**** Texto selecionado

Há quatro anos a pandemia chegou ao meu mundo. Naquele já quase longínquo 16 de março de 2020 a minha vida mudou muito, mesmo (cf. https://direitoamemoria.blogspot.com/2020/12/impressoes-da-pandemia-2020-volume-1.html).
Foi um trauma coletivo sem precedentes quanto à extensão, capaz de marcar profundamente a memória coletiva. Sempre me perguntava como seria a memória desse experiência sincrônica em que a Humanidade toda foi afetada por uma doença e para sobreviver isolou-se por tempo tão prolongado?
Sem dúvida, a associação com uma forma apocalipse é inevitável, mas ficou claro que se trata um processo e não de um evento.
Acho notável que um processo tão traumático não seja lembrado com mais frequência pelas pessoas. Aqui onde moro ninguém fala sobre esse tempo: alguns lembram das milhares de vítimas brasileiras, de um ou outro fato mais denso, mas a memória nesse caso parece estar trabalhando silenciosamente, e escondida dentro do coração das pessoas.

********

> **Questões de estudo**:
a – Copie do texto sobre a memória da pandemia o trecho que se inicia nas palavras com "Foi um trauma" e se encerra em "de um evento.".
b – Transcreva a primeira frase de cada parágrafo do texto sobre a memória da pandemia.
c – Retome o texto sobre a memória da pandemia a partir do ponto em que ele termina.
As linhas não têm nenhuma relação com o texto sobre a memória da pandemia.

**** Dados fornecidos

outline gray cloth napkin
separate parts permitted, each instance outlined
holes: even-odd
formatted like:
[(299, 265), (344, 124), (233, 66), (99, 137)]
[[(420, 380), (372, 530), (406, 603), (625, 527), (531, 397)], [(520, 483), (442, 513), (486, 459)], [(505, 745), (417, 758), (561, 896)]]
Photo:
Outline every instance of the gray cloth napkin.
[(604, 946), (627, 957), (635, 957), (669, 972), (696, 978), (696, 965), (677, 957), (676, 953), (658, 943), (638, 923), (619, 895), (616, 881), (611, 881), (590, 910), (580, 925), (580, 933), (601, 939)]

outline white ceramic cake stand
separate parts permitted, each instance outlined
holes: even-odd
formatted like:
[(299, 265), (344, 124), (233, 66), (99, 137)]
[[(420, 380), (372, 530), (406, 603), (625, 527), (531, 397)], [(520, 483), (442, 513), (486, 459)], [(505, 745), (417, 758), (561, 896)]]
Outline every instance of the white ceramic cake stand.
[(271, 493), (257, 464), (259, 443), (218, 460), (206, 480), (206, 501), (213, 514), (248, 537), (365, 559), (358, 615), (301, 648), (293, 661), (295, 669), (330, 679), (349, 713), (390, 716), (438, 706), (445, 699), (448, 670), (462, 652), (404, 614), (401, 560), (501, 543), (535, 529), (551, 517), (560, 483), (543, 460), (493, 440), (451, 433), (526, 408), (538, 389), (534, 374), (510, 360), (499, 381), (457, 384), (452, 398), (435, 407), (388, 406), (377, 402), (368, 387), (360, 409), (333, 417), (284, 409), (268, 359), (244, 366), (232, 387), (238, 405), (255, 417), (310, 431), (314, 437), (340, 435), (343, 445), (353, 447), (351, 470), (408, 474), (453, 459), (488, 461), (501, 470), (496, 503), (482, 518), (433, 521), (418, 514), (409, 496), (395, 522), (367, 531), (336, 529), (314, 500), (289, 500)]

********

> **Respostas por tarefa**:
a –
Foi um trauma coletivo sem precedentes quanto à extensão, capaz de marcar profundamente a memória coletiva. Sempre me perguntava como seria a memória desse experiência sincrônica em que a Humanidade toda foi afetada por uma doença e para sobreviver isolou-se por tempo tão prolongado?
Sem dúvida, a associação com uma forma apocalipse é inevitável, mas ficou claro que se trata um processo e não de um evento.

b –
Há quatro anos a pandemia chegou ao meu mundo.
Foi um trauma coletivo sem precedentes quanto à extensão, capaz de marcar profundamente a memória coletiva.
Sem dúvida, a associação com uma forma apocalipse é inevitável, mas ficou claro que se trata um processo e não de um evento.
Acho notável que um processo tão traumático não seja lembrado com mais frequência pelas pessoas.

c –
Para mim, essa memória é construída em fases que eu sempre revisito.
A primeira - da ignorância e do medo generalizados. Uma grande incerteza quanto ao futuro e a clara sensação de que a desigualdade socioeconômica aqui apareceu de forma aguda.
É claro que a pandemia não revelou a desigualdade, pois ela é evidente, basta olhar em volta. Mas, nessa situação excepcional percebi como a desigualdade é profunda e enraizada, e como a vida e a morte são diferentes para as pessoas. Não se trata de classes sociais, mas de mundos diferentes.
A segunda fase exigiu adaptação, isso para mim significou aprender novos comportamentos. Organizar a minha rotina para criar uma normalidade adequada àquela situação. Aprendemos a sobreviver, e isso é muito importante.
A terceira etapa trouxe a vacina, novas cepas da COVID-19, e uma sensação de amanhecer de um novo tempo que, de vez por outra, ainda experimento.
Alguns comportamentos normalizados durante a pandemia certamente já fazem parte da minha vida e da minha mentalidade: evito aglomerações, continuo usando álcool para higienizar tudo, uso máscara quando estou gripada e sou grata porque chegamos aqui, pois a gratidão também é uma consequência da memória.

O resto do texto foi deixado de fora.